Records drawn from a dataset:
┄┄┄┄┄┄
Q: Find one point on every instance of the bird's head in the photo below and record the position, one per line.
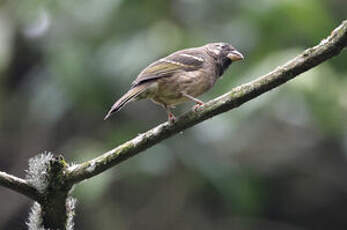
(224, 50)
(224, 54)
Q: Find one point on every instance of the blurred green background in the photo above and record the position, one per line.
(277, 162)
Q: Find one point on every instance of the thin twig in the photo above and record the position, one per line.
(19, 185)
(310, 58)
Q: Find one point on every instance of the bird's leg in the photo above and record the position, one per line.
(171, 116)
(197, 101)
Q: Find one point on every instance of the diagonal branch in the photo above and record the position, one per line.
(19, 185)
(328, 48)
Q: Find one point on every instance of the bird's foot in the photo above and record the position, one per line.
(198, 105)
(172, 118)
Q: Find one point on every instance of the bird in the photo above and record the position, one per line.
(180, 77)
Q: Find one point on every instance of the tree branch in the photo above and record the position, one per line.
(19, 185)
(329, 47)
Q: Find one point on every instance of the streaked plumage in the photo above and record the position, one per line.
(181, 76)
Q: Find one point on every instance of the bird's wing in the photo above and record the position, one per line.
(185, 60)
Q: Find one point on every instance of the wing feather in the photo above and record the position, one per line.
(185, 60)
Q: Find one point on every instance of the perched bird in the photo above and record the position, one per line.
(180, 77)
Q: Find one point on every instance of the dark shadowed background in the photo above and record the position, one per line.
(277, 162)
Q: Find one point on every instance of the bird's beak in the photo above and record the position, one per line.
(235, 55)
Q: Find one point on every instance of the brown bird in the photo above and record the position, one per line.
(180, 77)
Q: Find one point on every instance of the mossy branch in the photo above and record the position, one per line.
(19, 185)
(328, 48)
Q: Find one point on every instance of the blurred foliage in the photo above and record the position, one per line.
(278, 162)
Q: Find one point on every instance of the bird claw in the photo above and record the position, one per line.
(198, 106)
(172, 118)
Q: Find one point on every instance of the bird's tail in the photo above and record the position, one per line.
(131, 94)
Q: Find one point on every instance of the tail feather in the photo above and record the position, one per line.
(131, 94)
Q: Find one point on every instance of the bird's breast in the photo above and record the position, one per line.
(193, 83)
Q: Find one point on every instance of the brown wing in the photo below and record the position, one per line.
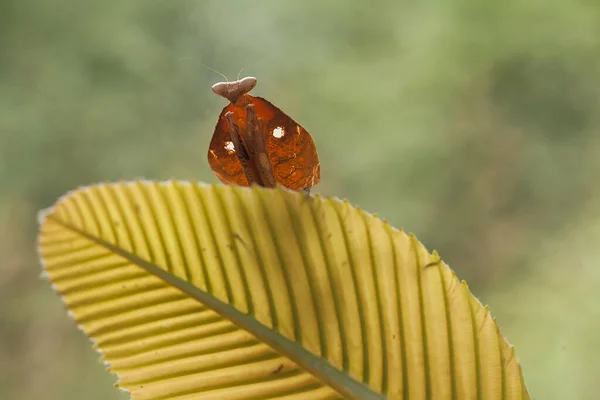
(291, 150)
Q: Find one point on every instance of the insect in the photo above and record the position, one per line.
(257, 143)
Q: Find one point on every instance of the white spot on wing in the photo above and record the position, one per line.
(278, 132)
(229, 147)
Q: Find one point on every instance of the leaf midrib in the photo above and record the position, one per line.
(320, 368)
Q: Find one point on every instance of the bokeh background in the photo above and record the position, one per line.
(475, 125)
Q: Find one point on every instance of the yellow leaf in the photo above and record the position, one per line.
(221, 292)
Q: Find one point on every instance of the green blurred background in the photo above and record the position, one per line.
(475, 125)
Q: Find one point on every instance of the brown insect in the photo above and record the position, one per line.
(257, 143)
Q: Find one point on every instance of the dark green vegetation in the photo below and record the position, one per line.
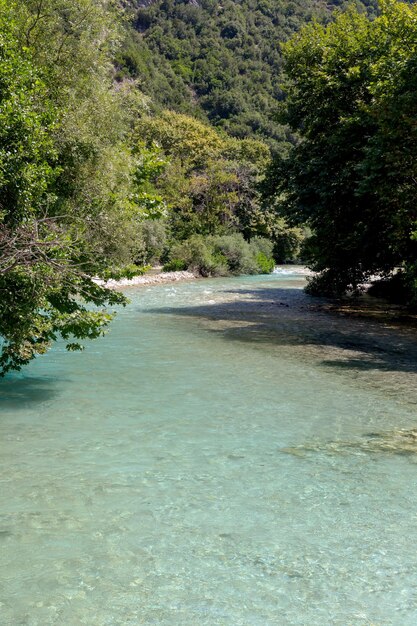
(352, 97)
(221, 61)
(132, 135)
(84, 188)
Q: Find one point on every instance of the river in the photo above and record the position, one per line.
(229, 454)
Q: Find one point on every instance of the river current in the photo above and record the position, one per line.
(228, 455)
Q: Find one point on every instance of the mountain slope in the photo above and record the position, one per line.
(216, 60)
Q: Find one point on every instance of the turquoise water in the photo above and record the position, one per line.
(225, 456)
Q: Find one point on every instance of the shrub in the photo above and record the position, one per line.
(127, 271)
(222, 255)
(175, 265)
(265, 264)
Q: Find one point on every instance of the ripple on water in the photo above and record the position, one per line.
(228, 455)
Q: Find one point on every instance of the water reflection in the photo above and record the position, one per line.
(205, 465)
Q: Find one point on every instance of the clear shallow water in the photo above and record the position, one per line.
(213, 461)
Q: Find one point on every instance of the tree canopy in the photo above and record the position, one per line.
(352, 99)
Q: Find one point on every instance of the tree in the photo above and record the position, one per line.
(352, 98)
(51, 193)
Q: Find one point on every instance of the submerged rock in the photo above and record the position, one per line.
(400, 441)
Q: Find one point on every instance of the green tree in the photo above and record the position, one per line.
(55, 197)
(352, 99)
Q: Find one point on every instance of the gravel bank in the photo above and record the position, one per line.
(148, 279)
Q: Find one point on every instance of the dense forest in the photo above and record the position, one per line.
(221, 62)
(189, 134)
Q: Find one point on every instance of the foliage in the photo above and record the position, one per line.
(209, 180)
(59, 188)
(352, 97)
(222, 255)
(217, 61)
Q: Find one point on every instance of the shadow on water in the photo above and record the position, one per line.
(18, 392)
(289, 317)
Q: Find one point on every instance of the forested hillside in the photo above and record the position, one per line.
(169, 133)
(221, 61)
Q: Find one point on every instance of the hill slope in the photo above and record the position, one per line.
(216, 60)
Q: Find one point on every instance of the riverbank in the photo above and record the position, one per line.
(154, 277)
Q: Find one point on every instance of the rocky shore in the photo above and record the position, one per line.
(154, 277)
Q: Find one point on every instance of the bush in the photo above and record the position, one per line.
(222, 255)
(175, 265)
(127, 271)
(153, 240)
(265, 264)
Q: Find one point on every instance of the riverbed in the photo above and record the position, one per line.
(230, 454)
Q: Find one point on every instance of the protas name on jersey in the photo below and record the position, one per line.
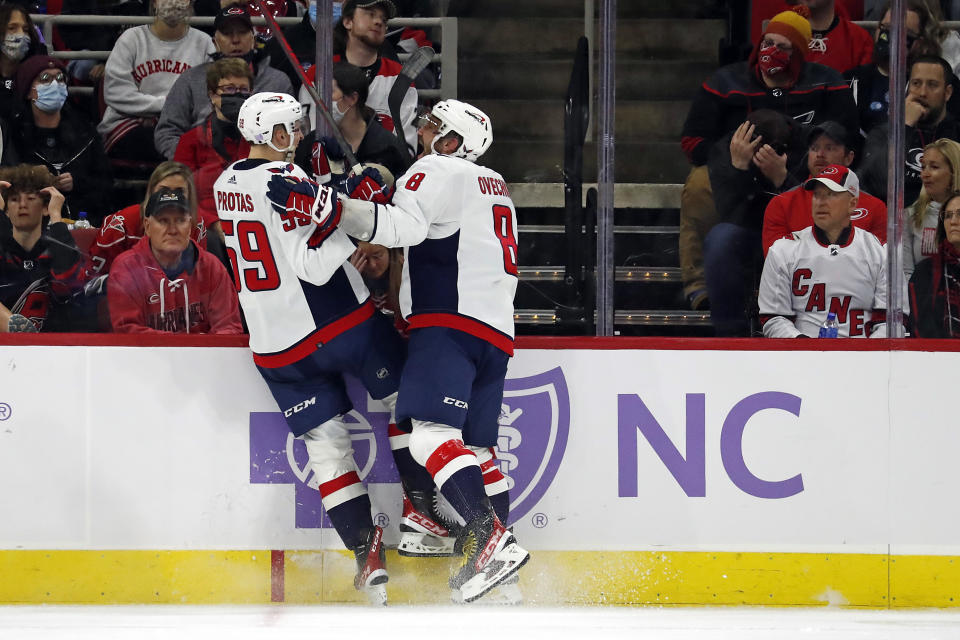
┄┄┄┄┄┄
● **Exercise requirements**
Please copy the data above exactly; the pictures do not belong in the copy.

● **Result of this exercise**
Q: Find one point on every instance of the bird's head in the photo below and record the position, one per line.
(224, 50)
(224, 54)
Q: Find one point on every instance of the blurred green background in the photo above and record the position, one per line.
(277, 162)
Q: Find one point on every instance of the thin twig in the photo above and record the position, one per line.
(19, 185)
(310, 58)
Q: Find one point on every instance of the bird's leg in the photo above and record the position, one per line.
(171, 116)
(197, 101)
Q: Find one point on every instance of the diagonal branch in the photo above and record the position, one per line.
(19, 185)
(328, 48)
Q: Find one point on every instance of the bird's foot in the photo above and record the position, one per line.
(198, 105)
(172, 118)
Q: Find one point on every instance of the bird in the photo above and record the position, one per line.
(180, 77)
Q: Find one point on every instance of the tree branch in the photo above and record the position, one per line.
(19, 185)
(329, 47)
Q: Find one point on every instance of the streaked plumage in the photo above and record the position, one per line.
(181, 76)
Q: Find one point on every instance of the bird's wing in the photo above and record the position, one per line.
(185, 60)
Q: Find one point on every instance of the wing feather in the photo above and record the position, one per line.
(185, 60)
Q: Find one point on every instance of the perched bird in the photo above and record the position, one per line.
(180, 77)
Q: Find one point on every instance of the dark shadowed background in the photo above and record the position, one per line.
(277, 162)
Q: Find one point on every instance of the bird's beak in the photo above and record the position, one per line.
(235, 55)
Q: Find one point on every instance of the brown bird in the photo above and record the position, one per line.
(180, 77)
Q: Find one point on every instance of the mossy branch in the photo above and record the position, one per line.
(19, 185)
(328, 48)
Q: Find one point on every instance of the blurred foliage in the photo above and record the position, one per line.
(278, 162)
Q: Find one point on every instance of the bird claw in the photo above and record the position, one per line.
(198, 106)
(172, 118)
Q: Find one point on every instance of the bird's tail in the photo above and record the position, one per line.
(131, 94)
Q: Find one point on every instance of the tail feather in the photo above and record the position, one per line.
(131, 94)
Q: Find one point on every instance of the bird's breast in the photo above and record the position, one per line.
(193, 83)
Q: Find one point on every instance of the brown wing in the photo below and record the position, one per line.
(291, 150)
Q: Find one point on every instance of the insect in the photo above and record the position, one per line.
(257, 143)
Q: Find one point on every instance of the white spot on wing in the photo above and record the position, one per line.
(278, 132)
(229, 147)
Q: Find one point on every instance of the leaf midrib in the photo above and record the position, one per line.
(320, 368)
Q: Find one point on every instance of the bokeh background in the photo above and record the position, one per line.
(475, 125)
Q: Find one point on every instance of the yellow leaf in the photo above and record the position, one per line.
(221, 292)
Q: Find one point on every instance of the green blurred background in the photo above and record the position, one per line.
(475, 125)
Q: Find one point on every instance of the brown insect in the photo above and record the position, one per line.
(257, 143)
Q: Find one point on every instance of the dark green vegetation in the photo below and record the position, one per line.
(352, 97)
(221, 61)
(132, 135)
(84, 188)
Q: Find one point on every instance of the river in the photo above and record the position, one per line.
(229, 454)
Q: Find one point on every instance of the river current in the photo above and record the position, one per line.
(228, 455)
Q: Find one point on every instance of the mountain slope in the photo above and record the position, one per line.
(216, 60)
Q: Find one point on every instance of the turquoise water in the photo above and record the position, one per line.
(225, 456)
Q: Find one point on every instance of the shrub in the photo above and record the position, one per line.
(127, 271)
(222, 255)
(175, 265)
(265, 264)
Q: Find one point on every instance of the ripple on water in the photo above and record the position, one per line.
(228, 455)
Q: Find one point on every instance of the water reflection in the photo above and record the position, one per line.
(205, 465)
Q: Find one point on every instance of the clear shallow water in the photo above and record the position, one per line.
(213, 461)
Q: Find one point on every instance of the tree canopy in the photo above and record the position, one per line.
(352, 99)
Q: Find one point on every instance of the tree in the photo above and record the position, one per line.
(352, 98)
(51, 193)
Q: Find one point on every instance of the submerged rock in the photo above and record the position, one per line.
(400, 441)
Q: Find one point on every instance of the green tree in the photo above and record the position, one per line.
(55, 197)
(352, 99)
Q: Find one point on every instance of the gravel bank in the photo above and record the position, one per line.
(148, 279)
Q: Find one point on every instance of the dense forest in the photo above and record the position, one per line.
(221, 62)
(189, 134)
Q: Find one point on every instance of the foliage in the photo above and record the position, one per line.
(209, 180)
(59, 188)
(352, 97)
(222, 255)
(217, 61)
Q: Find one point on every instance of the shadow on water in the photo above and record the position, one per line.
(18, 392)
(289, 317)
Q: Find one point on every instance of the forested hillside in the photo above and record the position, one per line.
(169, 133)
(221, 61)
Q: Find one point on every instance of the hill slope in the photo above and record the position, one per line.
(216, 60)
Q: Find one point on every instance of the riverbank in the photo above and record the position, one per line.
(154, 277)
Q: Find one point on every instance of the rocky shore in the photo above and record the position, one per line.
(154, 277)
Q: Find one point on every instance of the bush in the photo above and record the position, one per line.
(222, 255)
(175, 265)
(127, 271)
(153, 240)
(265, 264)
Q: Find one point on every instance of the riverbed in the photo above and record the position, one per line.
(230, 454)
Q: Find one point on every instance of the protas name on jersey in the photo below and record the position, one per line.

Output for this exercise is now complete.